[Part of a data file]

☆ ☆ ☆ ☆

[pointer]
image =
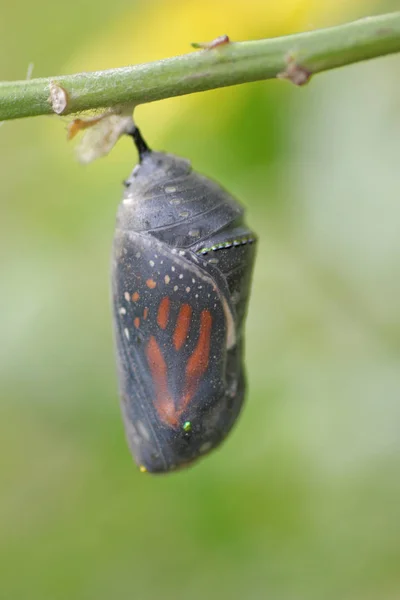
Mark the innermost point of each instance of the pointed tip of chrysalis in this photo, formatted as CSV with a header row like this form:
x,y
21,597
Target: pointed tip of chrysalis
x,y
140,143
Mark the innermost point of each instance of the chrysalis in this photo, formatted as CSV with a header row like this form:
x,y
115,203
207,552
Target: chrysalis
x,y
181,273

☆ ☆ ☆ ☆

**Objective**
Express the data above as a Markdown table with the columns "Row" and "Line", one numbered row per line, skipping any blank lines. Leave the pictures out of the table.

**Result of the exercise**
| Row | Line |
|---|---|
| 1 | [pointer] |
| 2 | image = |
| 3 | Mark the innermost point of each instance of the pointed tip of chrysalis in this photo, formatted as CSV with a header row like this form: |
| 4 | x,y |
| 5 | 21,597 |
| 6 | Target: pointed tip of chrysalis |
| 7 | x,y |
| 8 | 140,143 |
| 9 | Mark the innermost point of each instance of the chrysalis in this photo, formatted as CSV with a header row like this form: |
| 10 | x,y |
| 11 | 115,203 |
| 12 | 207,552 |
| 13 | Target: chrysalis |
| 14 | x,y |
| 15 | 181,273 |